→ YOUR GOAL: Reproduce the line that contains "In this picture, where can the white" and every line after it through the end of the records, exactly, with nothing added.

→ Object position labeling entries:

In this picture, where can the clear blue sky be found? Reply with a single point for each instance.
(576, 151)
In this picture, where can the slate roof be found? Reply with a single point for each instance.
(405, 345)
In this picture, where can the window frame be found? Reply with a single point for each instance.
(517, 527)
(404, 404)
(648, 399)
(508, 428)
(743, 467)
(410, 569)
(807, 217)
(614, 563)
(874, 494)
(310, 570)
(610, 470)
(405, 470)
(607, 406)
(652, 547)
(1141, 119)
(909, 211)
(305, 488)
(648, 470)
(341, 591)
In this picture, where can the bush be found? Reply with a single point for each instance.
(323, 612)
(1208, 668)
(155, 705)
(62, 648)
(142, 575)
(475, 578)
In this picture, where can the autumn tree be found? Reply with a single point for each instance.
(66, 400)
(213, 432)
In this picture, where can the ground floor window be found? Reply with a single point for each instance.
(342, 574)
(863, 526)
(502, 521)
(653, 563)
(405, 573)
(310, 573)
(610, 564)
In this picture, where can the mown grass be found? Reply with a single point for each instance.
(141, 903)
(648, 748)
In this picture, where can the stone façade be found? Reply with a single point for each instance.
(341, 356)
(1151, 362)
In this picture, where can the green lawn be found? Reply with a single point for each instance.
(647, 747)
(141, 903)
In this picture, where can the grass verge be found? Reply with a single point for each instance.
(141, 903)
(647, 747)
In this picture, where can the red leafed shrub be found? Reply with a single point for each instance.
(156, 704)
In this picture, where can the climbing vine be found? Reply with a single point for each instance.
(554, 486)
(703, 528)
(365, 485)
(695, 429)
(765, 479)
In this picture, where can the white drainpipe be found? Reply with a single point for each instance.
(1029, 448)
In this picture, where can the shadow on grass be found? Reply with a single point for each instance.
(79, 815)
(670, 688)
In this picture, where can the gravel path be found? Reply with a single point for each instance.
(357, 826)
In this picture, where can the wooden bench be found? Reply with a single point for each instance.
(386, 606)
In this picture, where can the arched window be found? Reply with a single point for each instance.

→ ANSWER BELOW:
In this picture, where can the white drainpipe be found? Reply with a single point for each instance.
(1029, 448)
In this picture, where can the shadow on grass be found? Reply with a single point for each instance.
(79, 815)
(670, 688)
In this picture, where can the gravel path be found? Reply with a single point for each instance.
(357, 826)
In this picture, where can the wooden bench be found? Reply with a single point for each instance.
(386, 606)
In this picture, where can the arched window be found? Reply with a single point for each instance.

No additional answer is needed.